Assignment
Copy out the entries exactly, from the first line to the last.

Raw data
· · · · ·

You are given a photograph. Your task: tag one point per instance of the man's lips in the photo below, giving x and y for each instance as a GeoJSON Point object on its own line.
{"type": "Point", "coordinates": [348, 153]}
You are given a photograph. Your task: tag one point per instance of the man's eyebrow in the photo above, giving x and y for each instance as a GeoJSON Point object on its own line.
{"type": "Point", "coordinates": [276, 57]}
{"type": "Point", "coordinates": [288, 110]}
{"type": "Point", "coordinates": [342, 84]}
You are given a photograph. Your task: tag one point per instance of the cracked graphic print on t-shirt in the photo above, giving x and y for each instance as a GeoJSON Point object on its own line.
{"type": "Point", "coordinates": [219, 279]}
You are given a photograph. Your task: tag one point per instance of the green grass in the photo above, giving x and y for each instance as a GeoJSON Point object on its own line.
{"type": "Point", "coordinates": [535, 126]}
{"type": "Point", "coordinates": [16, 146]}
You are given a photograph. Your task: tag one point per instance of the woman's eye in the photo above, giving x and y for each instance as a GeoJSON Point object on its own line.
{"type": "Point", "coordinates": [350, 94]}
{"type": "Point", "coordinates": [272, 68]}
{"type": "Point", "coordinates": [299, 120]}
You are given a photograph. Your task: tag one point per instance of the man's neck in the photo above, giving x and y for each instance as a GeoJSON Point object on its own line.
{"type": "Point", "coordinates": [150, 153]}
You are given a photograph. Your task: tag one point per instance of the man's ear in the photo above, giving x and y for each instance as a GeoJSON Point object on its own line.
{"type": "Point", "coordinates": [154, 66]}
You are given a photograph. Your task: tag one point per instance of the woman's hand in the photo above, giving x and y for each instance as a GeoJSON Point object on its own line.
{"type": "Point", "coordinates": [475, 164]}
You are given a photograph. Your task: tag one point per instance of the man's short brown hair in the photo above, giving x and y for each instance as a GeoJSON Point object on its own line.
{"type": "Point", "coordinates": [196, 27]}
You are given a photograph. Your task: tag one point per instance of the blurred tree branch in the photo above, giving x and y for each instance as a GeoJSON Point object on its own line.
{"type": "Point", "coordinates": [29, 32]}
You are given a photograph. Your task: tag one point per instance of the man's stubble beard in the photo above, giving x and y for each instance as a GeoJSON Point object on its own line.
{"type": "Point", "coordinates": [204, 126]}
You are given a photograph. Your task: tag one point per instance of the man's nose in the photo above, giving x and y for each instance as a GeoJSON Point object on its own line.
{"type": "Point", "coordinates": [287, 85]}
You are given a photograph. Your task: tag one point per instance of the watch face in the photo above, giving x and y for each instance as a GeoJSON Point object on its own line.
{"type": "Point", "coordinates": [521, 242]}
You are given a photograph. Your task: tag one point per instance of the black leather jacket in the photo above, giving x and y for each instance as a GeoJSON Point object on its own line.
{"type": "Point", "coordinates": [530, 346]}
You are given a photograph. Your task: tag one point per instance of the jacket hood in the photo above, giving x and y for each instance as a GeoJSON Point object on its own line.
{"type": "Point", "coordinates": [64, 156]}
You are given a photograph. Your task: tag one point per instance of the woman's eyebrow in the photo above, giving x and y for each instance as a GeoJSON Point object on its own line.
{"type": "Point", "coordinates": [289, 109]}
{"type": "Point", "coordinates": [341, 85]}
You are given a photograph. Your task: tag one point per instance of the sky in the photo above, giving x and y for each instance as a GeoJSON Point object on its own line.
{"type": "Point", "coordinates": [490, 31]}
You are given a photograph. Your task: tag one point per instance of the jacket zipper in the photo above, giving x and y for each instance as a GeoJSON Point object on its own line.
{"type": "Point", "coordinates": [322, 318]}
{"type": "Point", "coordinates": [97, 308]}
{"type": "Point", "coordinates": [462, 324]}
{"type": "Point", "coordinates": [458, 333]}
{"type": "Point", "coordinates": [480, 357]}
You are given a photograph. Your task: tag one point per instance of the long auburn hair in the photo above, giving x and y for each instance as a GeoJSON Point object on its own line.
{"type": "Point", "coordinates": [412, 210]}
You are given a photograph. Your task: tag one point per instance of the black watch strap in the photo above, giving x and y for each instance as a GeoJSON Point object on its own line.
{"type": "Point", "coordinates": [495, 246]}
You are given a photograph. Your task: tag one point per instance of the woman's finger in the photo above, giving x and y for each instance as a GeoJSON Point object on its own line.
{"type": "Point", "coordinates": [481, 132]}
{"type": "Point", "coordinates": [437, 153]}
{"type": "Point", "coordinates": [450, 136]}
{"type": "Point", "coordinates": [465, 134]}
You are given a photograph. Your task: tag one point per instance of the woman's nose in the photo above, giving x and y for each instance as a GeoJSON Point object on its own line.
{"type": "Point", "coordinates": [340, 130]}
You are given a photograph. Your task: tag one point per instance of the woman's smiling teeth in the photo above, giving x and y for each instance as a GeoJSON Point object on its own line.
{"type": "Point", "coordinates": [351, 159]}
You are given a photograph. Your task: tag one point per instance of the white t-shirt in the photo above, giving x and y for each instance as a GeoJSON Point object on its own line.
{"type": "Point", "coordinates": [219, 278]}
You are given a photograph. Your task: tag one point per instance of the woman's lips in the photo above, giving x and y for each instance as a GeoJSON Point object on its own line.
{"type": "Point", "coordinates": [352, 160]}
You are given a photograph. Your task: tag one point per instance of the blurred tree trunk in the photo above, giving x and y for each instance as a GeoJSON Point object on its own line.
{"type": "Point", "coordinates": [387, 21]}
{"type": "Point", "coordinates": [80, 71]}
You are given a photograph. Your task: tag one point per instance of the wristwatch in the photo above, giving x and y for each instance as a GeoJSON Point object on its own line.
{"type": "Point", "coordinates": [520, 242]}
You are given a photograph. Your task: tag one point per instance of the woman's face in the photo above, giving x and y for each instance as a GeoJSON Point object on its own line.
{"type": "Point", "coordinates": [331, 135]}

· · · · ·

Response for this exercise
You are given a photograph. Your task: tag one point per instance of the man's lips in the photo below, giving x and y for each instance as a GeoJSON Point object on its own line.
{"type": "Point", "coordinates": [348, 153]}
You are given a photograph. Your task: tag one point per instance of the man's eyebrow in the photo above, giving x and y for each instance as a GeoJSON Point object on its own line.
{"type": "Point", "coordinates": [276, 57]}
{"type": "Point", "coordinates": [288, 110]}
{"type": "Point", "coordinates": [342, 84]}
You are given a photograph. Your task: tag one point per instance of the cracked graphic print on t-shirt in the photo above, giving x and y for each instance as a GeoJSON Point object on its own line.
{"type": "Point", "coordinates": [219, 279]}
You are given a photograph. Your task: tag one point per instance of the green grass in the photo above, giving x and y for each instance as a GeoJSON Point object on its own line.
{"type": "Point", "coordinates": [535, 126]}
{"type": "Point", "coordinates": [16, 146]}
You are given a photograph. Your task: tag one point per instance of the woman's eye in the photo above, giving x and y for each instance as a GeoJSON Point object on its own line.
{"type": "Point", "coordinates": [350, 94]}
{"type": "Point", "coordinates": [272, 68]}
{"type": "Point", "coordinates": [299, 120]}
You are given a photograph. Your task: tag one point per instance of the man's neck in the photo above, giving x and y for each instance as a GeoJSON Point object on its own line.
{"type": "Point", "coordinates": [150, 153]}
You are given a photograph. Your task: tag one point per instance of the man's ear in the photo above, giving x and y for each instance as a GeoJSON Point object on its own line.
{"type": "Point", "coordinates": [154, 66]}
You are given a photograph. Your task: tag one point per instance of the woman's hand in the photo above, giving x and y for each instance as a GeoJSON Point object on its own line.
{"type": "Point", "coordinates": [475, 164]}
You are given a photograph. Your task: tag one point per instance of the man's short brown hair in the photo above, giving x and y for each instance as a GeoJSON Point object on its own line.
{"type": "Point", "coordinates": [196, 27]}
You are given a photograph. Your task: tag one point per instance of the blurred tree branch in the photo above, giving x and y for each instance as a GeoJSON Point object on its own line.
{"type": "Point", "coordinates": [29, 32]}
You are given a photograph. Your task: tag one point per instance of the man's stubble beard in the photo above, giving x and y for each instance as a GeoJSON Point object on its own line.
{"type": "Point", "coordinates": [204, 126]}
You are given a photograph. Your task: tag one point per instance of the man's nose in the photo above, giving x and y for each instance as a GeoJSON Point object on its own line.
{"type": "Point", "coordinates": [287, 85]}
You are given a photograph. Your task: tag one point per instance of the watch face in the photo above, giving x and y for each instance as a GeoJSON Point object on its own line.
{"type": "Point", "coordinates": [521, 242]}
You are given a photograph. Your task: tag one point per instance of the black leather jacket in the photo above, giving x and y for each instance as a GeoJSON Point object on its own line.
{"type": "Point", "coordinates": [530, 346]}
You are given a photograph. Your task: tag one point per instance of the jacket hood in the photo above, giving x and y for each instance as a GeoJSON Point object on its own line.
{"type": "Point", "coordinates": [64, 156]}
You are given a photograph. Your task: tag one point per instance of the woman's eyebrow in the photo above, giving x and y for each instance as a GeoJSON Point object on its own line.
{"type": "Point", "coordinates": [289, 109]}
{"type": "Point", "coordinates": [341, 85]}
You are given a photograph. Your task: tag one point per instance of the sky in the photo above, giving x and y for each instance as a GeoJSON Point object on its own line.
{"type": "Point", "coordinates": [490, 31]}
You are given a photograph. Your task: tag one point per instance of the jacket zipper in the photo above, giving x and y for each instance as a GeoJSON Point object on its own line.
{"type": "Point", "coordinates": [322, 318]}
{"type": "Point", "coordinates": [97, 308]}
{"type": "Point", "coordinates": [462, 324]}
{"type": "Point", "coordinates": [458, 333]}
{"type": "Point", "coordinates": [480, 357]}
You are given a photograph. Your task: tag one point per instance of the long auburn hair in the photo above, giving x and y for each instance as a GeoJSON Point object on its own line.
{"type": "Point", "coordinates": [412, 210]}
You are given a photograph. Your task: tag one point per instance of the black watch strap in the photo above, giving x and y for each instance as a GeoJSON Point object on its own line.
{"type": "Point", "coordinates": [495, 246]}
You are given a photograph. Your task: tag one point per instance of the woman's finger in the photo above, giving x and y for each instance as a GeoJSON Point object on its own line.
{"type": "Point", "coordinates": [481, 132]}
{"type": "Point", "coordinates": [437, 153]}
{"type": "Point", "coordinates": [450, 136]}
{"type": "Point", "coordinates": [465, 134]}
You are given a photograph. Your task: tag one point per instance of the woman's nose in the photo above, giving x and y for each instance as a GeoJSON Point object on its own line.
{"type": "Point", "coordinates": [340, 130]}
You are given a photograph. Your task: tag one point per instance of the woman's smiling teeth in the photo above, giving x and y for each instance as a GeoJSON Point object on its own line.
{"type": "Point", "coordinates": [351, 159]}
You are given a photograph. Your task: tag one point per instance of the white t-shirt in the photo above, giving x and y for each instance as a GeoJSON Point object on its own line.
{"type": "Point", "coordinates": [219, 278]}
You are given a photograph. Your task: tag one point per instance of the woman's lips in the photo above, giving x and y for each instance as a GeoJSON Point object on its own line.
{"type": "Point", "coordinates": [352, 160]}
You are given a photograph. Your task: tag one point per instance of the blurred tree trunk in the photo above, giving x and y for each instance as a GeoJSON Point object on its own line.
{"type": "Point", "coordinates": [387, 21]}
{"type": "Point", "coordinates": [80, 71]}
You are given a photograph. Your task: tag one point per instance of the wristwatch in the photo above, giving x and y for each instance as a GeoJSON Point object on its own line.
{"type": "Point", "coordinates": [520, 242]}
You are given a photograph. Your task: tag one point per instance of the woman's face in the photo above, giving x and y for each instance as a GeoJSON Point object on its own line.
{"type": "Point", "coordinates": [331, 135]}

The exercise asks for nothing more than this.